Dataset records
>>

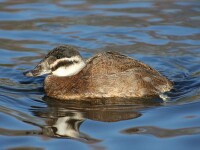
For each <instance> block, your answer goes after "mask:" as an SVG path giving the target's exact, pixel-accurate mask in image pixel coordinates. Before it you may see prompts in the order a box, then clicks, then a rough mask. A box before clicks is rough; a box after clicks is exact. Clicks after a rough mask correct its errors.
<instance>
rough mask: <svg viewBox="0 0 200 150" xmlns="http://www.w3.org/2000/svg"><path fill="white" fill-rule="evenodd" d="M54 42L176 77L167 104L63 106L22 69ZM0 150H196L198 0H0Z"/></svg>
mask: <svg viewBox="0 0 200 150" xmlns="http://www.w3.org/2000/svg"><path fill="white" fill-rule="evenodd" d="M60 44H71V45H74V46H77V47H79V49H80V51H81V54H82V55H83V56H84V57H90V56H92V55H93V54H95V53H97V52H100V51H104V50H116V51H119V52H121V53H124V54H127V55H129V56H131V57H134V58H137V59H139V60H142V61H144V62H145V63H147V64H149V65H151V66H152V67H154V68H156V69H158V70H159V71H160V72H161V73H162V74H164V75H165V76H167V77H168V78H169V79H170V80H172V81H174V83H175V88H174V89H173V90H172V91H171V92H170V93H168V96H169V97H170V100H168V101H167V102H164V103H147V102H146V101H144V102H137V103H136V102H134V103H129V104H127V103H125V102H120V103H119V104H107V103H102V104H93V105H91V104H88V103H84V104H83V103H61V102H57V101H54V100H51V99H49V98H47V97H44V92H43V89H42V87H43V85H42V82H43V79H44V78H42V77H41V78H34V79H33V78H27V77H24V76H23V74H22V72H23V71H25V70H28V69H31V68H33V66H34V65H35V64H36V63H37V62H38V61H39V60H40V59H41V57H42V56H43V55H44V54H45V53H47V52H48V51H49V50H50V49H52V48H54V47H55V46H58V45H60ZM0 56H1V57H0V58H1V59H0V135H1V136H0V149H12V150H13V149H15V150H16V149H23V148H24V149H96V150H104V149H112V150H120V149H137V150H138V149H158V150H160V149H162V150H168V149H181V150H186V149H192V150H197V149H200V94H199V93H200V2H199V1H198V0H196V1H174V0H171V1H157V0H155V1H146V2H145V1H131V0H109V1H107V0H101V1H93V0H77V1H73V0H71V1H65V0H51V1H38V0H29V1H25V0H16V1H14V0H13V1H12V0H0Z"/></svg>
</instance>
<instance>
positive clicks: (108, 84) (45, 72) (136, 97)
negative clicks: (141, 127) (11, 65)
mask: <svg viewBox="0 0 200 150" xmlns="http://www.w3.org/2000/svg"><path fill="white" fill-rule="evenodd" d="M24 74H25V76H28V77H37V76H42V75H47V76H46V77H45V79H44V91H45V93H46V95H47V96H48V97H51V98H55V99H58V100H89V99H101V98H104V99H105V98H148V97H157V96H161V95H163V93H165V92H168V91H170V90H171V89H172V88H173V82H172V81H170V80H169V79H167V78H166V77H164V76H163V75H161V74H160V73H159V72H158V71H157V70H156V69H154V68H152V67H150V66H149V65H147V64H145V63H143V62H141V61H139V60H136V59H134V58H132V57H129V56H126V55H123V54H120V53H118V52H114V51H106V52H101V53H98V54H96V55H94V56H93V57H91V58H89V59H87V60H85V59H84V58H83V57H82V56H81V54H80V53H79V52H78V51H77V49H76V48H75V47H73V46H71V45H60V46H58V47H56V48H54V49H53V50H51V51H50V52H49V53H48V54H47V55H46V56H45V57H44V58H43V59H42V60H41V61H40V62H39V63H38V65H36V67H35V68H34V69H33V70H30V71H26V72H25V73H24Z"/></svg>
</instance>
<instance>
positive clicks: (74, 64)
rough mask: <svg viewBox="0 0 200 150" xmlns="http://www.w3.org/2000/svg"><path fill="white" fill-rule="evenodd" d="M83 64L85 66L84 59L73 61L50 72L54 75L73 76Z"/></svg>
mask: <svg viewBox="0 0 200 150" xmlns="http://www.w3.org/2000/svg"><path fill="white" fill-rule="evenodd" d="M85 66H86V63H85V62H84V61H81V62H79V63H74V64H72V65H70V66H67V67H66V66H61V67H59V68H58V69H56V70H55V71H53V72H52V74H53V75H55V76H60V77H68V76H73V75H75V74H77V73H79V72H80V71H81V70H82V69H83V68H84V67H85Z"/></svg>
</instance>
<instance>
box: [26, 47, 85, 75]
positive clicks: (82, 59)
mask: <svg viewBox="0 0 200 150" xmlns="http://www.w3.org/2000/svg"><path fill="white" fill-rule="evenodd" d="M83 67H85V62H84V60H83V58H82V57H81V55H80V53H79V52H78V51H76V49H75V48H73V47H72V46H69V45H62V46H58V47H56V48H54V49H53V50H52V51H50V52H49V53H48V54H47V55H46V57H45V58H44V59H42V60H41V61H40V62H39V64H38V65H37V66H36V67H35V68H34V69H33V70H30V71H27V72H25V73H24V74H25V75H26V76H29V77H32V76H41V75H44V74H53V75H55V76H72V75H75V74H77V73H78V72H80V71H81V70H82V69H83Z"/></svg>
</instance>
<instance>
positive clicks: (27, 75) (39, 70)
mask: <svg viewBox="0 0 200 150" xmlns="http://www.w3.org/2000/svg"><path fill="white" fill-rule="evenodd" d="M49 73H51V69H50V68H49V65H48V64H47V63H45V62H40V63H39V64H38V65H37V66H36V67H35V68H34V69H33V70H30V71H26V72H24V75H25V76H27V77H37V76H42V75H44V74H49Z"/></svg>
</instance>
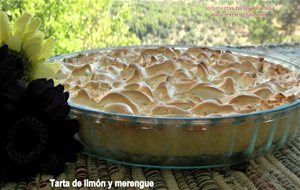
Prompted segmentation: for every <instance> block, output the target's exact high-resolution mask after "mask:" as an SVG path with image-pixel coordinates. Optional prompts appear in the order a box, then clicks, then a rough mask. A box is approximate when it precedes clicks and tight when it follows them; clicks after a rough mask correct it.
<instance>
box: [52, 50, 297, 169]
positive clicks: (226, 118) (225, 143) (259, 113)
mask: <svg viewBox="0 0 300 190" xmlns="http://www.w3.org/2000/svg"><path fill="white" fill-rule="evenodd" d="M137 47H145V46H137ZM146 47H149V46H146ZM150 47H156V46H150ZM170 47H176V48H182V49H186V48H190V47H193V46H170ZM117 48H120V47H117ZM122 48H126V47H122ZM112 49H114V48H106V49H96V50H89V51H83V52H78V53H72V54H66V55H61V56H57V57H54V58H52V59H51V60H50V62H52V61H58V62H60V61H63V60H64V59H65V58H70V57H74V56H77V55H79V54H89V53H95V52H107V51H110V50H112ZM211 49H215V50H223V51H230V52H232V53H233V54H237V55H244V56H250V57H257V58H258V57H263V58H264V59H265V60H266V61H269V62H271V63H274V64H279V65H282V66H284V67H286V68H289V69H290V70H292V71H294V72H297V73H300V67H299V66H298V65H297V64H295V63H293V62H290V61H287V60H285V59H282V58H279V57H273V56H270V55H265V54H262V53H257V52H251V51H247V50H239V49H233V48H224V47H216V48H211ZM69 104H70V105H71V113H70V117H72V118H76V119H78V120H79V121H80V123H81V128H80V131H79V133H78V134H77V137H78V139H79V140H80V141H81V142H82V143H83V144H84V145H85V153H87V154H90V155H94V156H97V157H100V158H102V159H105V160H108V161H113V162H118V163H122V164H130V165H136V166H147V167H159V168H205V167H215V166H222V165H229V164H235V163H239V162H241V161H244V160H247V159H250V158H253V157H256V156H261V155H265V154H267V153H269V152H271V151H273V150H277V149H279V148H280V147H282V146H283V145H284V144H285V143H286V142H289V141H290V140H292V139H293V138H294V137H295V136H297V135H299V131H300V130H299V129H300V119H299V116H300V100H299V99H297V100H296V101H294V102H292V103H289V104H285V105H283V106H280V107H276V108H274V109H271V110H266V111H258V112H251V113H246V114H239V115H228V116H212V117H189V118H186V117H157V116H155V117H154V116H153V117H152V116H136V115H126V114H119V113H110V112H104V111H100V110H97V109H94V108H87V107H85V106H82V105H80V104H76V103H74V102H72V101H69Z"/></svg>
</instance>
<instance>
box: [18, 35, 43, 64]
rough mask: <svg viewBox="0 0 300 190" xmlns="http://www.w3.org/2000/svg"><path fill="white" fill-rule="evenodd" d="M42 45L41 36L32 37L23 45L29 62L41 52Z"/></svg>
mask: <svg viewBox="0 0 300 190" xmlns="http://www.w3.org/2000/svg"><path fill="white" fill-rule="evenodd" d="M42 43H43V36H40V35H33V36H32V37H31V38H30V39H29V40H28V41H25V42H24V44H23V49H24V51H25V53H26V54H27V56H28V58H29V60H32V59H34V58H35V57H36V56H37V55H38V54H39V52H40V51H41V48H42Z"/></svg>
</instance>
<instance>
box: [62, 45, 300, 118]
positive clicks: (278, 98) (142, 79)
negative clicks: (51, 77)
mask: <svg viewBox="0 0 300 190" xmlns="http://www.w3.org/2000/svg"><path fill="white" fill-rule="evenodd" d="M57 79H58V80H60V81H61V82H62V83H63V84H64V86H65V88H66V90H68V91H69V92H70V95H71V99H70V101H71V102H73V103H76V104H80V105H82V106H86V107H90V108H94V109H98V110H101V111H104V112H111V113H121V114H128V115H141V116H164V117H201V116H205V117H209V116H224V115H236V114H243V113H250V112H255V111H262V110H268V109H273V108H276V107H278V106H282V105H285V104H288V103H291V102H294V101H296V100H297V99H299V98H300V75H299V73H296V72H293V71H291V70H289V69H288V68H284V67H283V66H280V65H276V64H273V63H270V62H267V61H265V60H264V59H263V58H255V57H250V56H242V55H236V54H233V53H231V52H230V51H226V52H224V51H221V50H213V49H209V48H197V47H195V48H189V49H179V48H170V47H159V48H124V49H114V50H110V51H107V52H99V53H90V54H87V55H79V56H76V57H71V58H66V59H64V60H63V61H62V66H61V70H60V72H59V73H58V74H57Z"/></svg>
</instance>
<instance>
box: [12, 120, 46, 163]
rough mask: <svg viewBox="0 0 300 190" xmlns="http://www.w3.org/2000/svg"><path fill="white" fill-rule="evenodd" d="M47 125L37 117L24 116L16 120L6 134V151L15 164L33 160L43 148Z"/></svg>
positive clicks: (40, 154) (39, 152)
mask: <svg viewBox="0 0 300 190" xmlns="http://www.w3.org/2000/svg"><path fill="white" fill-rule="evenodd" d="M47 140H48V130H47V127H46V126H45V125H44V124H43V123H42V122H41V121H39V120H38V119H36V118H33V117H25V118H22V119H21V120H19V121H17V122H16V124H15V125H14V126H13V127H12V129H11V131H10V132H9V134H8V143H7V153H8V156H9V158H10V159H11V160H12V161H13V162H15V163H17V164H27V163H30V162H33V161H35V160H36V159H37V158H38V157H39V156H40V155H41V154H42V153H43V151H44V150H45V148H46V145H47Z"/></svg>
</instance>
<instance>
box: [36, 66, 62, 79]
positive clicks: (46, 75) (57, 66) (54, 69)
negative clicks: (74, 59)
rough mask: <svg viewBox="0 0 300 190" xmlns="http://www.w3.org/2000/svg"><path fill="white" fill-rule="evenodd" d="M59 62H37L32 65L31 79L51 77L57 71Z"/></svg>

<<

* **What the exercise asks**
Will you return exactly the lines above from the one with "Prompted segmentation: for" down to the one with "box: [52, 50, 297, 169]", counting both as part of the range?

* **Reply to the exercise**
Prompted segmentation: for every <instance> block, output the target's exact high-resolution mask after "mask:" as an SVG path with image-pixel coordinates. Optional prompts appear in the order a box, then clicks, then a rough mask. A box is approximate when it precedes clicks and tight when it follows them; clicks after a rough mask correct it.
<instance>
box: [52, 50, 297, 169]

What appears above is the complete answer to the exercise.